## Source data
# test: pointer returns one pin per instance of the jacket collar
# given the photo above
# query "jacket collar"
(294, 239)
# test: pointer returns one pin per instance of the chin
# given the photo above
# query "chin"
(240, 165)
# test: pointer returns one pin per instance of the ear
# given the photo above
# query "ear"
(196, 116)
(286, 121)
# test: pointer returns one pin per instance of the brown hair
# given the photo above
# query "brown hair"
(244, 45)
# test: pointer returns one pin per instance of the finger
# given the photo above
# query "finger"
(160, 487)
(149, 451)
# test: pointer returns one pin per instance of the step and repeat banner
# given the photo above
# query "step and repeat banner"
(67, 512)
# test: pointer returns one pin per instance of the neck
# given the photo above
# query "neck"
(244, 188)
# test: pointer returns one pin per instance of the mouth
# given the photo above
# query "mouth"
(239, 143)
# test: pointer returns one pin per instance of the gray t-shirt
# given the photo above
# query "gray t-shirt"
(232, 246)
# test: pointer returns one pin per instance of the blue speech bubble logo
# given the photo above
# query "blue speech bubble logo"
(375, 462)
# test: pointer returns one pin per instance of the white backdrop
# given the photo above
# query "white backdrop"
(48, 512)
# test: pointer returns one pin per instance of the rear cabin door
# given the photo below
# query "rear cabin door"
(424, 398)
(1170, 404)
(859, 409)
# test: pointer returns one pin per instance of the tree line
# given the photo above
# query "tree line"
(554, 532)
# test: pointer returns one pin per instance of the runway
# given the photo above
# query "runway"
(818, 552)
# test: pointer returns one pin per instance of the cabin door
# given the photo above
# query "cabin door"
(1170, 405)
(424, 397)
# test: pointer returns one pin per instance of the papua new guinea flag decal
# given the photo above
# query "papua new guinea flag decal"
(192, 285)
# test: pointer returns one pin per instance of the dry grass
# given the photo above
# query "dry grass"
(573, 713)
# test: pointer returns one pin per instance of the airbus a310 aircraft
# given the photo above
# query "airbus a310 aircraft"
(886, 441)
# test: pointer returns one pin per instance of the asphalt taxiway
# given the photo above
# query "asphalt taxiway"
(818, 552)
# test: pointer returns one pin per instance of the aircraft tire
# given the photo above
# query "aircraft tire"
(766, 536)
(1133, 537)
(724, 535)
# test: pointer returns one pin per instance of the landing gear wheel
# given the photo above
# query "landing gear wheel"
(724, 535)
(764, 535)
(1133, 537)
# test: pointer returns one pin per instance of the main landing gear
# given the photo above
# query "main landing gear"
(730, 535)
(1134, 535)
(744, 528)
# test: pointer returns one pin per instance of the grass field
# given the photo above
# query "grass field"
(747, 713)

## Task directions
The answer is every entry, copied word for word.

## Answer section
# test: pointer returns one pin per instance of the jacket collar
# given the photo above
# query "jacket collar"
(294, 239)
# test: pointer returns one pin per instance of the chin
# given the photo above
# query "chin"
(240, 165)
# test: pointer returns one pin per instance of the ear
# given the photo above
# query "ear"
(196, 116)
(286, 121)
# test: pointer returns one pin per instance of the brown hair
# given the photo above
# query "brown hair"
(244, 45)
# test: pointer returns one pin per instance of the finger
# given the photo above
# query "finger"
(160, 487)
(149, 451)
# test: pointer returns one pin per instance of the step and repeat banner
# given the photo above
# query "step and repeat banner"
(67, 512)
# test: pointer returns one pin per instance of the neck
# given the photo above
# query "neck"
(244, 188)
# test: pointer returns one pin per instance of the mouth
# given the photo above
# query "mouth"
(239, 143)
# test: pointer returns one pin per instance of the gray t-shirt
# given the photo above
# query "gray t-shirt"
(232, 246)
# test: pointer returns one pin per instance of the blue speech bubble logo
# given the photo above
# query "blue speech bubble logo"
(375, 462)
# test: pointer returns one pin per instance of the white backdrop
# given the photo above
# query "white backdrop"
(48, 512)
# test: pointer returns one pin per instance of the rear cabin door
# given the photo below
# query "rear cabin door"
(424, 398)
(1170, 404)
(859, 409)
# test: pointer returns one pin per instance of the tree line
# given the photo above
# query "tree line"
(554, 532)
# test: pointer returns one pin per instance of the runway
# given the photo above
# query "runway"
(818, 552)
# test: pointer returns one pin per instance of the cabin door
# given the photo above
# query "cabin door"
(1170, 405)
(424, 397)
# test: pointer returns one pin per instance of the papua new guinea flag decal
# given the photo above
# query "papua new guinea flag decal"
(192, 285)
# test: pointer returns one pin per instance of the dry grass
# given the photo above
# query "dry grass"
(573, 713)
# test: pointer returns one pin per instance of the airbus a310 aircraft
# given the photo above
# query "airbus a310 aircraft"
(886, 441)
# test: pointer returns one pin per instance of the asphalt taxiway
# given the photo above
# query "asphalt taxiway"
(818, 552)
# test: pointer returns one pin per instance of the aircraft tire
# given the photo above
# query "aircraft tire"
(766, 536)
(1133, 537)
(724, 535)
# test: pointer returns one pin per instance of the landing gear wheel
# given the photo above
# query "landing gear wheel"
(724, 535)
(764, 535)
(1133, 537)
# test: pointer returns one pin per instance of the main landing gear
# given the photo above
# query "main landing gear"
(730, 535)
(1134, 535)
(744, 528)
# test: pointer returns one pin per instance of the grass field
# given the photo above
# query "grass field"
(747, 713)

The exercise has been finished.